■ What you have to do
Return every one of the records below verbatim, line for line.

■ Dataset content
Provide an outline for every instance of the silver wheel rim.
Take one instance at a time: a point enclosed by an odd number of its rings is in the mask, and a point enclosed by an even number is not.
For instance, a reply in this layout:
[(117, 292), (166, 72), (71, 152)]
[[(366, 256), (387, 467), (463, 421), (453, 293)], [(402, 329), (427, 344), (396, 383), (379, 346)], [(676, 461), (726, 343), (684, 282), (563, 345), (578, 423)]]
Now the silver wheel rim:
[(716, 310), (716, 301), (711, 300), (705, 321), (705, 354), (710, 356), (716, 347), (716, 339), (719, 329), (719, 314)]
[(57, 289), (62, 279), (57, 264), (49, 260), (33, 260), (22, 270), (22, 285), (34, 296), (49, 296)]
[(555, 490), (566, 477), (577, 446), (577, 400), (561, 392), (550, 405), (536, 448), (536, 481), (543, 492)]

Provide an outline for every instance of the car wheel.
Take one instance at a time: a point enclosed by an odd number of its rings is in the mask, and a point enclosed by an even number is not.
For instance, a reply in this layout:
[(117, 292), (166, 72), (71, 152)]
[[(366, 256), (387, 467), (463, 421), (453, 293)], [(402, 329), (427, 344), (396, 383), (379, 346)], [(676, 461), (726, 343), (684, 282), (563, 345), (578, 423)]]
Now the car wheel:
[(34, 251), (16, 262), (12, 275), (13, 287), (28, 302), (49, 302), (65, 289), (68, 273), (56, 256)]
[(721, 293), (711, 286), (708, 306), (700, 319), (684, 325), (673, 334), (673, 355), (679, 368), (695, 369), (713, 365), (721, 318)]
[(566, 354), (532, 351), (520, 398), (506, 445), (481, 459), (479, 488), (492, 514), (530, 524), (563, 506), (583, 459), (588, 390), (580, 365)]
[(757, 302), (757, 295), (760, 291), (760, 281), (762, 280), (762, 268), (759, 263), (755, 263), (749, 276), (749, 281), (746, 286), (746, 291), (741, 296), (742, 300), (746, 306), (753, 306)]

■ Completed task
Provide an outline for every instance of the silver wheel rim.
Take one instance at a time: a point enclosed by an odd number of its rings is in the mask, and a point enclosed by an even number is not.
For instance, a reply in this layout:
[(117, 292), (166, 72), (71, 152)]
[[(366, 256), (387, 467), (463, 421), (453, 293)], [(402, 329), (427, 344), (396, 383), (379, 346)], [(676, 461), (726, 343), (684, 282), (563, 345), (578, 423)]]
Now the silver wheel rim:
[(716, 310), (716, 301), (711, 300), (705, 321), (705, 354), (710, 356), (716, 347), (716, 339), (719, 329), (719, 314)]
[(57, 289), (62, 279), (57, 264), (49, 260), (33, 260), (22, 270), (22, 285), (34, 296), (49, 296)]
[(555, 490), (566, 477), (577, 446), (577, 400), (561, 392), (550, 405), (536, 448), (536, 481), (543, 492)]

Provide an outline for every instance of the car wheel.
Take one instance at a time: a point enclosed by an odd number of its rings is in the mask, and a point enclosed by an even number is not.
For instance, a reply in this layout:
[(117, 292), (166, 72), (71, 152)]
[[(366, 256), (387, 467), (463, 421), (453, 293)], [(402, 329), (427, 344), (396, 383), (379, 346)], [(676, 461), (726, 343), (684, 282), (563, 345), (578, 423)]]
Now the car wheel:
[(34, 251), (16, 262), (12, 275), (13, 287), (28, 302), (49, 302), (65, 289), (68, 273), (56, 256)]
[(721, 293), (711, 286), (708, 306), (700, 319), (684, 325), (673, 334), (673, 355), (679, 368), (695, 369), (713, 365), (721, 318)]
[(566, 354), (532, 351), (520, 398), (506, 445), (481, 459), (479, 488), (492, 514), (530, 524), (563, 506), (583, 459), (588, 390), (580, 365)]
[(757, 302), (757, 295), (760, 291), (760, 281), (762, 280), (762, 268), (759, 263), (755, 263), (749, 276), (749, 281), (746, 286), (746, 291), (741, 296), (742, 300), (746, 306), (753, 306)]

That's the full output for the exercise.